▶ **Required work**: Copy every entry. Do not alter a single word.

▶ **Excerpted records**:
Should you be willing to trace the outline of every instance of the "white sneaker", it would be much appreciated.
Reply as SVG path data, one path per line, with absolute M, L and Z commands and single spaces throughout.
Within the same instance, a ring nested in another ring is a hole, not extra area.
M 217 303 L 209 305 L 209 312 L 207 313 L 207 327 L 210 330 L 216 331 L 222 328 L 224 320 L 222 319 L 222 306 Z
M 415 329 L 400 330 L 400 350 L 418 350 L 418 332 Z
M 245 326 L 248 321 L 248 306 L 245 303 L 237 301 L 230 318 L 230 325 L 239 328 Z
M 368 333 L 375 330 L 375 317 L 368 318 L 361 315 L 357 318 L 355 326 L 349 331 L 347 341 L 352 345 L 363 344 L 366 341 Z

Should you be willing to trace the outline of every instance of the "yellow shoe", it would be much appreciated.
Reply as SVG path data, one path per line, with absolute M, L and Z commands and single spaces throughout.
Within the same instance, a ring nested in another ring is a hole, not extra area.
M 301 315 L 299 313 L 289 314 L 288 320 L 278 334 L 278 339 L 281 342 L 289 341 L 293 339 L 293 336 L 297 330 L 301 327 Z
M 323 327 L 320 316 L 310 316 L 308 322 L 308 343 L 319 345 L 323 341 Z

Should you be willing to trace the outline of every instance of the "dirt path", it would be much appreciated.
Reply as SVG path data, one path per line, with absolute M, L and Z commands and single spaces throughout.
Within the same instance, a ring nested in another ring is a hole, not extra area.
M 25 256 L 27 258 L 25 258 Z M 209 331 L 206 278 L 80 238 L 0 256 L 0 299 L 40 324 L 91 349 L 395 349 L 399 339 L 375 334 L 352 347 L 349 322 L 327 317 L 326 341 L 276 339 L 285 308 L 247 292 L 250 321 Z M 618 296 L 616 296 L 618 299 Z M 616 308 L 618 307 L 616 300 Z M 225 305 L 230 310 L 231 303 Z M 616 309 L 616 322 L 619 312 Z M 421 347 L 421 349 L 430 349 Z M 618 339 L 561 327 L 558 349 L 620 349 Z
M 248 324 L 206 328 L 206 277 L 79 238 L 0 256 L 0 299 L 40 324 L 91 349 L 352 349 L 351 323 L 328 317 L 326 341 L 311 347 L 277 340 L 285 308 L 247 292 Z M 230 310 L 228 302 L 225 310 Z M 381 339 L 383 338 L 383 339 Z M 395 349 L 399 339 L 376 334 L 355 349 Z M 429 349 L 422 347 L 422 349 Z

▶ **Solution**:
Should you be willing to trace the outline of every instance of the "white sneaker", it would be much appreciated.
Reply as SVG path data, one path per line, with absolute M, L and Z commands and single spaces throughout.
Within the same instance, a ring nested in another ring is a hole, not extra area.
M 217 303 L 209 305 L 209 312 L 207 313 L 207 327 L 210 330 L 216 331 L 222 328 L 224 320 L 222 319 L 222 306 Z
M 415 329 L 400 330 L 400 350 L 418 350 L 418 332 Z
M 245 326 L 248 321 L 248 306 L 245 303 L 237 301 L 230 318 L 230 325 L 239 328 Z
M 368 333 L 375 330 L 375 317 L 368 318 L 361 315 L 357 318 L 355 326 L 349 331 L 347 341 L 352 345 L 363 344 L 366 341 Z

Should you be willing to trace the outline of every instance of the "yellow shoe", it would be much appreciated.
Reply as SVG path data, one path per line, with absolute M, L and Z commands and single spaces throughout.
Within the same instance, a ring nested in another ring is a hole, not extra area.
M 301 315 L 299 313 L 289 314 L 288 320 L 278 334 L 278 339 L 281 342 L 289 341 L 293 339 L 293 336 L 297 330 L 301 327 Z
M 323 327 L 320 316 L 310 316 L 308 322 L 308 343 L 319 345 L 323 341 Z

Should you be willing to trace the outline of every instance of the "dirt path", it would be much appreciated.
Reply as SVG path data, one path per line, with absolute M, L and Z commands and single spaces throughout.
Within the same instance, a ring nested in another ring is a hole, not extra area.
M 25 256 L 27 258 L 25 258 Z M 209 331 L 206 278 L 80 238 L 0 256 L 0 299 L 40 324 L 91 349 L 395 349 L 399 339 L 375 334 L 352 347 L 349 322 L 327 317 L 326 341 L 276 339 L 285 308 L 247 292 L 250 321 Z M 618 296 L 616 296 L 618 299 Z M 616 308 L 618 307 L 616 300 Z M 225 305 L 230 310 L 231 303 Z M 616 309 L 616 322 L 619 312 Z M 421 347 L 421 349 L 430 349 Z M 618 339 L 561 327 L 558 349 L 620 349 Z
M 248 324 L 206 328 L 206 277 L 79 238 L 0 256 L 0 299 L 40 324 L 91 349 L 352 349 L 351 323 L 328 317 L 326 341 L 311 347 L 277 340 L 285 308 L 247 292 Z M 230 310 L 228 302 L 225 310 Z M 381 339 L 383 338 L 383 339 Z M 395 349 L 399 339 L 376 334 L 355 349 Z M 429 349 L 422 347 L 422 349 Z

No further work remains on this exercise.